**BRIEF**
Reproduce the records below in full and word for word, excluding pictures.

**RECORDS FOR PROCESSING**
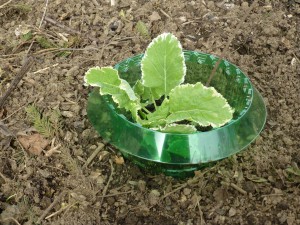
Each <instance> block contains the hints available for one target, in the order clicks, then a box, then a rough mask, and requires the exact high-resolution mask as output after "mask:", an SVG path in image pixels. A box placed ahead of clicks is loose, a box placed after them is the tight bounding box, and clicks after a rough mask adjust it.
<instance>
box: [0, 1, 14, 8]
mask: <svg viewBox="0 0 300 225" xmlns="http://www.w3.org/2000/svg"><path fill="white" fill-rule="evenodd" d="M12 1H13V0H9V1H7V2H5V3H4V4H2V5H0V9H2V8H4V7H5V6H6V5H8V4H9V3H11V2H12Z"/></svg>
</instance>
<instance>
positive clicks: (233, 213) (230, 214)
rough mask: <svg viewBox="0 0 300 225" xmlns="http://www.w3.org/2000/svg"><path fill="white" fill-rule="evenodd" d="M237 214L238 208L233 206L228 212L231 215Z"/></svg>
mask: <svg viewBox="0 0 300 225" xmlns="http://www.w3.org/2000/svg"><path fill="white" fill-rule="evenodd" d="M235 214H236V210H235V209H234V208H232V207H231V208H230V209H229V212H228V215H229V217H233V216H234V215H235Z"/></svg>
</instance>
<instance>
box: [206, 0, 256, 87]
mask: <svg viewBox="0 0 300 225" xmlns="http://www.w3.org/2000/svg"><path fill="white" fill-rule="evenodd" d="M257 2H258V0H254V1H253V3H252V5H251V6H250V7H249V9H248V11H247V12H246V13H245V14H244V16H243V18H242V19H241V22H240V23H239V24H238V25H237V26H236V28H235V29H234V32H232V33H231V35H230V36H229V38H228V41H227V43H226V45H225V48H224V49H223V51H222V53H221V56H220V58H219V59H218V61H217V62H216V64H215V66H214V68H213V70H212V71H211V73H210V75H209V77H208V80H207V81H206V84H205V85H206V86H209V84H210V82H211V80H212V78H213V77H214V75H215V73H216V70H217V69H218V67H219V65H220V63H221V62H222V60H223V59H224V54H225V53H226V52H227V51H228V49H229V45H230V44H231V42H232V40H233V38H234V37H235V35H236V33H237V32H238V30H239V29H240V27H241V25H242V23H243V22H244V21H245V20H246V18H247V17H248V16H249V14H250V12H251V11H252V9H253V8H254V6H255V5H256V4H257Z"/></svg>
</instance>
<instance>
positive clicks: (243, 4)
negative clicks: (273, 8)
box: [241, 2, 249, 9]
mask: <svg viewBox="0 0 300 225" xmlns="http://www.w3.org/2000/svg"><path fill="white" fill-rule="evenodd" d="M241 7H242V8H244V9H245V8H248V7H249V3H248V2H243V3H242V4H241Z"/></svg>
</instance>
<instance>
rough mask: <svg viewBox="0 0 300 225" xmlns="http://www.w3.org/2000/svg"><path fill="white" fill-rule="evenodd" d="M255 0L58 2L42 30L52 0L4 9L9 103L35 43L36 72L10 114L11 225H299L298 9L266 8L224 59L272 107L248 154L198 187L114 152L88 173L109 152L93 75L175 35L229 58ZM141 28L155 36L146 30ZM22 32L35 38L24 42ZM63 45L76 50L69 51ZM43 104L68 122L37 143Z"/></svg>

**THE COMPLETED TASK**
Each <instance> block contains the hints available for one target, in the order clicks, then a box, then a rough mask, and requires the exact high-resolution mask as output after "mask:", an SVG path in image pixels. A box placed ahead of clicks is loose, a box placed after them is the tight bounding box, and clicks after a rough mask adjust it.
<instance>
box: [0, 1, 14, 8]
mask: <svg viewBox="0 0 300 225" xmlns="http://www.w3.org/2000/svg"><path fill="white" fill-rule="evenodd" d="M12 1H13V0H9V1H7V2H5V3H4V4H2V5H0V9H2V8H4V7H5V6H6V5H8V4H9V3H11V2H12Z"/></svg>
</instance>
<instance>
positive clicks: (233, 213) (230, 214)
rough mask: <svg viewBox="0 0 300 225" xmlns="http://www.w3.org/2000/svg"><path fill="white" fill-rule="evenodd" d="M237 214L238 208L233 206L228 212L231 215Z"/></svg>
mask: <svg viewBox="0 0 300 225" xmlns="http://www.w3.org/2000/svg"><path fill="white" fill-rule="evenodd" d="M235 214H236V210H235V209H234V208H232V207H231V208H230V209H229V212H228V215H229V217H233V216H234V215H235Z"/></svg>
</instance>
<instance>
box: [206, 0, 256, 87]
mask: <svg viewBox="0 0 300 225" xmlns="http://www.w3.org/2000/svg"><path fill="white" fill-rule="evenodd" d="M257 2H258V0H254V1H253V3H252V5H251V6H250V7H249V9H248V11H247V12H246V13H245V14H244V16H243V18H242V19H241V22H240V23H239V24H238V25H237V26H236V28H235V29H234V32H232V33H231V35H230V36H229V38H228V41H227V43H226V45H225V48H224V49H223V51H222V53H221V56H220V58H219V59H218V61H217V62H216V64H215V66H214V68H213V70H212V71H211V73H210V75H209V77H208V80H207V81H206V84H205V85H206V86H209V84H210V82H211V80H212V78H213V77H214V75H215V73H216V70H217V69H218V67H219V65H220V63H221V62H222V60H223V59H224V54H225V53H226V52H227V51H228V49H229V45H230V44H231V42H232V40H233V38H234V37H235V35H236V33H237V32H238V30H239V29H240V27H241V25H242V23H243V22H244V21H245V20H246V18H247V17H248V16H249V14H250V12H251V11H252V9H253V8H254V6H255V5H256V4H257Z"/></svg>
</instance>
<instance>
positive clicks: (243, 4)
negative clicks: (273, 8)
box: [241, 2, 249, 9]
mask: <svg viewBox="0 0 300 225" xmlns="http://www.w3.org/2000/svg"><path fill="white" fill-rule="evenodd" d="M241 7H242V8H244V9H245V8H248V7H249V3H248V2H243V3H242V4H241Z"/></svg>
</instance>
<instance>
rough mask: <svg viewBox="0 0 300 225" xmlns="http://www.w3.org/2000/svg"><path fill="white" fill-rule="evenodd" d="M255 0L58 2L42 30L52 0L4 9L9 103L35 43L36 72L10 114L11 225H299L298 9L266 8L224 59L272 107L248 154L198 187L114 152L88 173L109 152L93 75L175 35L229 58ZM141 28L155 36L146 30ZM22 32L35 38L24 42ZM63 45L76 50L69 51ZM43 104L68 122L37 143Z"/></svg>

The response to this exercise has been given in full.